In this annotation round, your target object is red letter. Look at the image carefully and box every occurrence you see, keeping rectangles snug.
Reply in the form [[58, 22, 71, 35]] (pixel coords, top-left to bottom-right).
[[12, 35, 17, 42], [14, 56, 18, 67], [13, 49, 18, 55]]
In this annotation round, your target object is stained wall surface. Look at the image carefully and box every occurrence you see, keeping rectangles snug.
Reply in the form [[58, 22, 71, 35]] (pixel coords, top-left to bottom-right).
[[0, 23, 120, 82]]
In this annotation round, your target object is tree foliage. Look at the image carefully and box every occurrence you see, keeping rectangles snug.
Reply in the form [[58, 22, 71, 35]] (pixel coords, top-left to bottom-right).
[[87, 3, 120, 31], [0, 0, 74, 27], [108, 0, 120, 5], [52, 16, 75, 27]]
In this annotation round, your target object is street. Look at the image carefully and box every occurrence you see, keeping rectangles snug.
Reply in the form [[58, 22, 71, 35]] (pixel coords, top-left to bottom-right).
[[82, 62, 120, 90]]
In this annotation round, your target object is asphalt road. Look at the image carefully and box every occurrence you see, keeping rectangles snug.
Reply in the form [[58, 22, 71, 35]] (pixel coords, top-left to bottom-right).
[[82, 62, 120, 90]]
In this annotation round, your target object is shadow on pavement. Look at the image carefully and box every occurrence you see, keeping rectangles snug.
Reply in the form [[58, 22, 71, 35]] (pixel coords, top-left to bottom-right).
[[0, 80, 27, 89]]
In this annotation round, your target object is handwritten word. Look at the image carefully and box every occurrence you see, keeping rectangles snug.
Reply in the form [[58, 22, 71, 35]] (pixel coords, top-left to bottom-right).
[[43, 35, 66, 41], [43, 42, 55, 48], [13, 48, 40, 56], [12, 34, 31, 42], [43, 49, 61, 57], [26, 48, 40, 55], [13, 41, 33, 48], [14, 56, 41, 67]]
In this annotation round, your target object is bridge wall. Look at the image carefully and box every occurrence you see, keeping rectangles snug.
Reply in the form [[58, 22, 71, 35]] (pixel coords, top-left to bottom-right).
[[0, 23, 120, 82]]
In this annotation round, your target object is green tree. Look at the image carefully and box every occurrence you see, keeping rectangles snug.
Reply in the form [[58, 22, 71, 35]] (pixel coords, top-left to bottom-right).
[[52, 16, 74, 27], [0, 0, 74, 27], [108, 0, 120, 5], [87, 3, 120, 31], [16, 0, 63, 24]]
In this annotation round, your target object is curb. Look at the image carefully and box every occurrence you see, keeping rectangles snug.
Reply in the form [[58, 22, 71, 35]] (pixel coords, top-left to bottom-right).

☆ ☆ ☆ ☆

Action item
Copy every record exactly, leaving each line intact.

Task response
In this annotation round, your target object is red letter. Look at the image carefully and box every occurrence you see, keeping rectangles snug.
Reply in the form [[58, 22, 71, 35]] (pixel coords, top-left to bottom-right).
[[12, 35, 17, 42], [14, 56, 18, 67], [13, 49, 18, 55]]
In this annotation round, your target object is stained wall surface. Look at the image carefully and box every occurrence you see, keeping rectangles snug.
Reply in the form [[58, 22, 71, 35]] (pixel coords, top-left to bottom-right).
[[0, 23, 120, 82]]
In this annotation round, your target object is tree foliage. Look at the image carefully and box every occurrence you see, keeping rectangles snug.
Reply in the form [[58, 22, 71, 35]] (pixel coords, top-left to bottom-right).
[[87, 3, 120, 31], [0, 0, 74, 27], [108, 0, 120, 5], [52, 16, 75, 27]]
In this annotation round, your target object is street. Look at the image carefully and box every occurrence you see, keeping rectangles snug.
Reply in the form [[58, 22, 71, 35]] (pixel coords, top-left to bottom-right).
[[82, 62, 120, 90]]
In this annotation round, your target object is asphalt road. Look at the image carefully and box every occurrence you see, keeping rectangles snug.
Reply in the form [[58, 22, 71, 35]] (pixel coords, top-left to bottom-right).
[[82, 62, 120, 90]]
In this annotation round, your target object is shadow on pavement. Look at the image carefully and box every occurrence you see, keeping rectangles snug.
Reply in the form [[58, 22, 71, 35]] (pixel coords, top-left to bottom-right).
[[0, 80, 27, 89]]
In this annotation round, your target object is handwritten word. Look at the image carefully and box every occurrence you see, keeping rectangles snug.
Reply in the form [[58, 22, 71, 35]] (pixel coords, top-left to bottom-right).
[[43, 35, 66, 41], [43, 42, 55, 48], [13, 48, 40, 56], [12, 34, 31, 42], [43, 49, 61, 57], [26, 48, 40, 55], [13, 41, 33, 48], [14, 56, 41, 67]]
In this annotation round, your target object is bridge wall. Look at the image carefully and box every occurrence you see, keeping rectangles snug.
Reply in the form [[58, 22, 71, 35]] (pixel coords, top-left to bottom-right).
[[0, 23, 120, 82]]
In this annotation round, your target object is green tree. Look at the image carefully and box every occurrence you see, keeping rectangles snug.
Reply in the form [[58, 22, 71, 35]] (pixel coords, top-left to bottom-right).
[[52, 16, 74, 27], [0, 0, 74, 27], [108, 0, 120, 5], [87, 3, 120, 31], [16, 0, 63, 24]]
In this annotation round, your target object is curb. Look at the image carefully and box every occurrence you see, keeping rectangles snug.
Reply in the form [[58, 22, 71, 35]] (pixel coords, top-left to bottom-right).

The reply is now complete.